──────── MATERIAL FOR THE TASK

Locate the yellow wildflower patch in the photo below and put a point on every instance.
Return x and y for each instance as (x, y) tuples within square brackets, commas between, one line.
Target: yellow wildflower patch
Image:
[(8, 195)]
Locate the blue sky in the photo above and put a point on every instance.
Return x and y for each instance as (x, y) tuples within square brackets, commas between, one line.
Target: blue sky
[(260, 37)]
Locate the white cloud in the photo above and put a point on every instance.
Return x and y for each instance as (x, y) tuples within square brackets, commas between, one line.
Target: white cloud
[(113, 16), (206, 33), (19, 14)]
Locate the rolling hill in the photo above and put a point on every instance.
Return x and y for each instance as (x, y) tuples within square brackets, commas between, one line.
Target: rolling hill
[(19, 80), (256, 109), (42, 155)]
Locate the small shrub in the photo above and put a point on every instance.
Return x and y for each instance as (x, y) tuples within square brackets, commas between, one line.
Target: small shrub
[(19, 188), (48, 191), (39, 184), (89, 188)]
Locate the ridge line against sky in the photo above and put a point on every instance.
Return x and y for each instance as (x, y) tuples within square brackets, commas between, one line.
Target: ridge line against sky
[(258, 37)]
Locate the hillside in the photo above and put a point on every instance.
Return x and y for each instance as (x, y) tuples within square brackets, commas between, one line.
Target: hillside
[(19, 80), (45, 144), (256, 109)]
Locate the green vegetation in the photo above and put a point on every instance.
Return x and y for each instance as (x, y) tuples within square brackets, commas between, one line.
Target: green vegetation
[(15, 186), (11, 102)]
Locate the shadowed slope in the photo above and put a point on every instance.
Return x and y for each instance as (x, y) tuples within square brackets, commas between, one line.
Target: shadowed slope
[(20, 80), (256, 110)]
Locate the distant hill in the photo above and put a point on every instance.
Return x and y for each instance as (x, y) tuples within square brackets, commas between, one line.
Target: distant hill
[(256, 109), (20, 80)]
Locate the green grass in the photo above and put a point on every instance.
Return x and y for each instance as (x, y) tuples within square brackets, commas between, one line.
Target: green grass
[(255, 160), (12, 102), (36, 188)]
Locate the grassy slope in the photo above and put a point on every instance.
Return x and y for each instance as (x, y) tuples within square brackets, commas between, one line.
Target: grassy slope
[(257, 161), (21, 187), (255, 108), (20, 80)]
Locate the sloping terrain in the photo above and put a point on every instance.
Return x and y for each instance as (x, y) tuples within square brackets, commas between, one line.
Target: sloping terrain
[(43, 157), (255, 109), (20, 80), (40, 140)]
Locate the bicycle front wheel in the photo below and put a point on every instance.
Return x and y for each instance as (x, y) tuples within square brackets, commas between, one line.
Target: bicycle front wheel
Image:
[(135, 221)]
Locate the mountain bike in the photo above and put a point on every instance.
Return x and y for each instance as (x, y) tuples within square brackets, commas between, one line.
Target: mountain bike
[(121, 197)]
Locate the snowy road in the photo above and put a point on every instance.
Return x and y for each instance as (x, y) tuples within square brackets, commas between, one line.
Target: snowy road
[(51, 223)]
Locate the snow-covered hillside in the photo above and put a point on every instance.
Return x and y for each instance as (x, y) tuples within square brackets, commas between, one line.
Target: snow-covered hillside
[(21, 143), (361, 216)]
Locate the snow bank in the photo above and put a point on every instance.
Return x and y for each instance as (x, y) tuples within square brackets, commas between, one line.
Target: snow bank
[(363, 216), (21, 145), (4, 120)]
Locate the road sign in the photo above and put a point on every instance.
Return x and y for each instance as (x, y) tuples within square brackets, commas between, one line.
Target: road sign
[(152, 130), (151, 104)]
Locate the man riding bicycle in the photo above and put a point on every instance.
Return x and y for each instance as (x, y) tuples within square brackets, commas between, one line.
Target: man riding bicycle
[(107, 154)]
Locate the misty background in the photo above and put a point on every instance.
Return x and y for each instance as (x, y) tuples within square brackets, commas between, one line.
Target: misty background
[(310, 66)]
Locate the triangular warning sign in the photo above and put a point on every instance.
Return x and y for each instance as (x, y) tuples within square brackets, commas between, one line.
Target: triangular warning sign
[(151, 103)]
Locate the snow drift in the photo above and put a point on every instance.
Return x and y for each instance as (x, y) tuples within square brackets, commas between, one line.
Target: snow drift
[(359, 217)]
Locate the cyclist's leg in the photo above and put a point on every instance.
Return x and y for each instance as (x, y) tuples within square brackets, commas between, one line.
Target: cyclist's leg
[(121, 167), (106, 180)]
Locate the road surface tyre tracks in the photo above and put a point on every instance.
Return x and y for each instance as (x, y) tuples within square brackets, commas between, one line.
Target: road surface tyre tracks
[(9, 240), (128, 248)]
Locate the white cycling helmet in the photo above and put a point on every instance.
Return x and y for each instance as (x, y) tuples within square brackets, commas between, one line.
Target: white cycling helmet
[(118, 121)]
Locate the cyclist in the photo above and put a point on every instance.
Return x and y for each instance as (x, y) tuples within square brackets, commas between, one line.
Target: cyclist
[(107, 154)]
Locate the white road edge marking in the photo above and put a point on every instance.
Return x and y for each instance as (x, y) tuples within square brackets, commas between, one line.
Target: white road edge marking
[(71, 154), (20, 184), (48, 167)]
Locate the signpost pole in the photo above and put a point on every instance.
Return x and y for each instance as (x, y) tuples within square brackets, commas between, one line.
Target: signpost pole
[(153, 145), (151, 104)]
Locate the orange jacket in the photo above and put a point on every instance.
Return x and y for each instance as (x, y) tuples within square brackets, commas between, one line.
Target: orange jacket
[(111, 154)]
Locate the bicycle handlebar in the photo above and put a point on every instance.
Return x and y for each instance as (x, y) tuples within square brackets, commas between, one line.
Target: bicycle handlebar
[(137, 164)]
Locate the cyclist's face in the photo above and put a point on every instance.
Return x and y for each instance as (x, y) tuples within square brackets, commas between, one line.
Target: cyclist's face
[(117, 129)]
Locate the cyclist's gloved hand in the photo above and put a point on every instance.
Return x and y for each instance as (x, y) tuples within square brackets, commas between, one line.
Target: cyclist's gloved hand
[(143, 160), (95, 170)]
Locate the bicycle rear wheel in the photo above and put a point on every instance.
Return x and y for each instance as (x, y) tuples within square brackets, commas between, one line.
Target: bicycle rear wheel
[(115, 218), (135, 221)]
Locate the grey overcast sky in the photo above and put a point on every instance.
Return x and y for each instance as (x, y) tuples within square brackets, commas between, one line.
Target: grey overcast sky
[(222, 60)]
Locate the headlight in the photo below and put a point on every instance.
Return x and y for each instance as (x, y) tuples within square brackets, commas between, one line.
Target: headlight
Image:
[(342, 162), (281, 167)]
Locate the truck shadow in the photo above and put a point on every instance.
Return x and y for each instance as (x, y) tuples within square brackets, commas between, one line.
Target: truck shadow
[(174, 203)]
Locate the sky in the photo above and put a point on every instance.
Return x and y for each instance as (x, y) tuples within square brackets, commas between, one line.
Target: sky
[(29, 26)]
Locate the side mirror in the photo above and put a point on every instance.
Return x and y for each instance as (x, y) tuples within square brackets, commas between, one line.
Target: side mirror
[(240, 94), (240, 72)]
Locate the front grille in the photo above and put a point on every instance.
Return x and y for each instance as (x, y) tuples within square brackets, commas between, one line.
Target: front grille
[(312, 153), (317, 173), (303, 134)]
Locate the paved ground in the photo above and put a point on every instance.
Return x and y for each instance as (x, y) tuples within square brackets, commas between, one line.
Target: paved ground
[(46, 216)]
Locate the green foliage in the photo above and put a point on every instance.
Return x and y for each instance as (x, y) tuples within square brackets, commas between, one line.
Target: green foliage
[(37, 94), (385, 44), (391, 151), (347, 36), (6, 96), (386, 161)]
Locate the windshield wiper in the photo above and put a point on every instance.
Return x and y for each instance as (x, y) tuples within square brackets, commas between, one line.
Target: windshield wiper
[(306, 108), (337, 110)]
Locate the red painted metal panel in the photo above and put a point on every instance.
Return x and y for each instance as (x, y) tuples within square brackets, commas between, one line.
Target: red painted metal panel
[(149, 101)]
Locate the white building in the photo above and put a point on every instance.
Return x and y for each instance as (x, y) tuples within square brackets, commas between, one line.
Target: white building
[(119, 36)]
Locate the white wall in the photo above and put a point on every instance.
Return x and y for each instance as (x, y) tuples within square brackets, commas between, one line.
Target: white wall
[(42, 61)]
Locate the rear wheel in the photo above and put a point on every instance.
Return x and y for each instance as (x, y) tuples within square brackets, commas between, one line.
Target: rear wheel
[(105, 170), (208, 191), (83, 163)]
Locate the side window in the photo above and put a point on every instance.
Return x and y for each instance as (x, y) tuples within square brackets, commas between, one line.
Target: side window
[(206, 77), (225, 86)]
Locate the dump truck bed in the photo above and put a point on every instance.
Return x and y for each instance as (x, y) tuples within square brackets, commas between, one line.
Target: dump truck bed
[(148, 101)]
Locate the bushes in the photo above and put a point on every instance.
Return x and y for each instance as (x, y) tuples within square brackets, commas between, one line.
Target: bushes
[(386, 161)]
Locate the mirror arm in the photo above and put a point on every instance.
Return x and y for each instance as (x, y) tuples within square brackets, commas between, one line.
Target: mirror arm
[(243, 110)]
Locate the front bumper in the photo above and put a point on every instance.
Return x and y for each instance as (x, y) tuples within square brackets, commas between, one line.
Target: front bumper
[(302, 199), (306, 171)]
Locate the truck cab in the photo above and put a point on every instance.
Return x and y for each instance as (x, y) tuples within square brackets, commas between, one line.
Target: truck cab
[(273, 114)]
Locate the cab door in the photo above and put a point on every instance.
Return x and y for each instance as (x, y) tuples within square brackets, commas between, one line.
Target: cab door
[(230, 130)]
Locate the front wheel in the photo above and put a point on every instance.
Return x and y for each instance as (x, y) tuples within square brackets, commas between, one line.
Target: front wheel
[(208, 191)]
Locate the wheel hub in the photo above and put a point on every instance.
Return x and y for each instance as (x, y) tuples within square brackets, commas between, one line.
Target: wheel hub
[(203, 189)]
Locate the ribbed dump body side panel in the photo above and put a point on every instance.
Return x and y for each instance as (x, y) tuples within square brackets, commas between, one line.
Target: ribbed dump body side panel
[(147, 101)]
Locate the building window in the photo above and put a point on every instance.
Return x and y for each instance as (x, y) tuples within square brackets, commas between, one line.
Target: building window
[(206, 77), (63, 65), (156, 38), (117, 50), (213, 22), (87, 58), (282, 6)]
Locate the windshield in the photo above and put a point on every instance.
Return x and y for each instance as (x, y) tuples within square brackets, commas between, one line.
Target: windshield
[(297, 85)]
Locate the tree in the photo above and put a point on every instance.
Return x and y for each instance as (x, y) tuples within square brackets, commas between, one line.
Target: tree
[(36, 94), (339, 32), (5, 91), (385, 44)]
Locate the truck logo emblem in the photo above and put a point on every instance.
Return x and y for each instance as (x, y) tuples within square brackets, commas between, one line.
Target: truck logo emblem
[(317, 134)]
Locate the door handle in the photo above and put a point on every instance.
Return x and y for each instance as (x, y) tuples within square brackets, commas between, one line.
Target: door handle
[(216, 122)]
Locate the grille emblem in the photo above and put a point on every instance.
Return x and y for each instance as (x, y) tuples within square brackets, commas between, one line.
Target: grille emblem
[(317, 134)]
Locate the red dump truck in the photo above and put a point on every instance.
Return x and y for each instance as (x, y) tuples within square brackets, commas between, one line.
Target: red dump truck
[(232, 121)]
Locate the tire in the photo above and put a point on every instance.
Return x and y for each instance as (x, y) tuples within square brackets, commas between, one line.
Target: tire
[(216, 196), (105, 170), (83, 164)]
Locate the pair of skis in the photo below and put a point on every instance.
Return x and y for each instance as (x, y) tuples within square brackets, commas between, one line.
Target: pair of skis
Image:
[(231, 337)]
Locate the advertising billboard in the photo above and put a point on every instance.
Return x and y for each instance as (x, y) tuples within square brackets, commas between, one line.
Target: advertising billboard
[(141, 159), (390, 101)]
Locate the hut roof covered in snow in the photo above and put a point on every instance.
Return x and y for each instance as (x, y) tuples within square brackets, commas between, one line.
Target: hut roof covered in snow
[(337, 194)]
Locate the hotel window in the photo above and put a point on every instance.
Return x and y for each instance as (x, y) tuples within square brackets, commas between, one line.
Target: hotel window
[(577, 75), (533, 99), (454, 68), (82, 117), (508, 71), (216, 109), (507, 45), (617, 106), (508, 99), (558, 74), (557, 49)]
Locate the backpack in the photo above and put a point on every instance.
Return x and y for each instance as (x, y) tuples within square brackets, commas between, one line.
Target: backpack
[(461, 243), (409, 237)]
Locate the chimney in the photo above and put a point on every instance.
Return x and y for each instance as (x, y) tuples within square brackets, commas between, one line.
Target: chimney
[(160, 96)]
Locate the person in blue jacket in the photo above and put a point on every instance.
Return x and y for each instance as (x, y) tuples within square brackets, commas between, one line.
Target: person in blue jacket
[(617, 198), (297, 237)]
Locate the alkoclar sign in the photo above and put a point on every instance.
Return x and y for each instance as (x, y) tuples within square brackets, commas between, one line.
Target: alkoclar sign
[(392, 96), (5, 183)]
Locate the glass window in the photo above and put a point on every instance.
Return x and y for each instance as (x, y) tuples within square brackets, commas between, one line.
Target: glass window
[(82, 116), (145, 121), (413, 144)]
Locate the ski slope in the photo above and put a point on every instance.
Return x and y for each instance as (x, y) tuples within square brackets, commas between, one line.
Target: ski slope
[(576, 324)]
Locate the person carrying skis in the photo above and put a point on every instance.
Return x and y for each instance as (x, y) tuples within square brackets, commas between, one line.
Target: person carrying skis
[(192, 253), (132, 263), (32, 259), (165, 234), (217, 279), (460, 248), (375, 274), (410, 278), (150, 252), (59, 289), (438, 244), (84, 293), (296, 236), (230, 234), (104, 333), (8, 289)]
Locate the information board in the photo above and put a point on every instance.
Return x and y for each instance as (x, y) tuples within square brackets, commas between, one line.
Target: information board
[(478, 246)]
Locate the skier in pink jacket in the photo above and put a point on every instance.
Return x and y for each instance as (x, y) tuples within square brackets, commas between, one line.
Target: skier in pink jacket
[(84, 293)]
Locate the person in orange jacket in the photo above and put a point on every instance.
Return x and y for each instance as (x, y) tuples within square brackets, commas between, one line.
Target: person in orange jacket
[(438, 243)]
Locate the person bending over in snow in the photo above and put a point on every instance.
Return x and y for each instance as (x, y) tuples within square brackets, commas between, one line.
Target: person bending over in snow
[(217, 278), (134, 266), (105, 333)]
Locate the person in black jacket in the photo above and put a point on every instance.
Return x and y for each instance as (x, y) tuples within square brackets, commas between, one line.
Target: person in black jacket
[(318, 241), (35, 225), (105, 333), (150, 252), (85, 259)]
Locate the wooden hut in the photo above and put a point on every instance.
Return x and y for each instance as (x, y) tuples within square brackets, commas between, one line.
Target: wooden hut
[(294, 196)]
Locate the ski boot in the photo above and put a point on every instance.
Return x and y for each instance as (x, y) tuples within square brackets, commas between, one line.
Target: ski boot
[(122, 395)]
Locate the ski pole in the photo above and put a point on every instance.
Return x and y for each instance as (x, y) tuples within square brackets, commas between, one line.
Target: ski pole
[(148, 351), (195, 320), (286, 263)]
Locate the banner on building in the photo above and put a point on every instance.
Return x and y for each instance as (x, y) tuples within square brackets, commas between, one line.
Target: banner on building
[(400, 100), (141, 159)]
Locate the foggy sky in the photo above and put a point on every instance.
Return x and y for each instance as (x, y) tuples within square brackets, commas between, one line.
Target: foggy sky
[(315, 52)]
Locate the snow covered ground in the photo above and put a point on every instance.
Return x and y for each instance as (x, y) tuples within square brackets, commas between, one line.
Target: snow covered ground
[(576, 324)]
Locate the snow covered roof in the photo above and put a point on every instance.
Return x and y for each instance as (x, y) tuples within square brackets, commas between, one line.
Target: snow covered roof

────────────────

WHAT IS BEING ASKED>
Your task is to gather all lines from the entries above that hold the word "headlight".

RESPONSE FOR THIS EXERCISE>
Locate the headlight in the photo below and put a point on every instance.
Target: headlight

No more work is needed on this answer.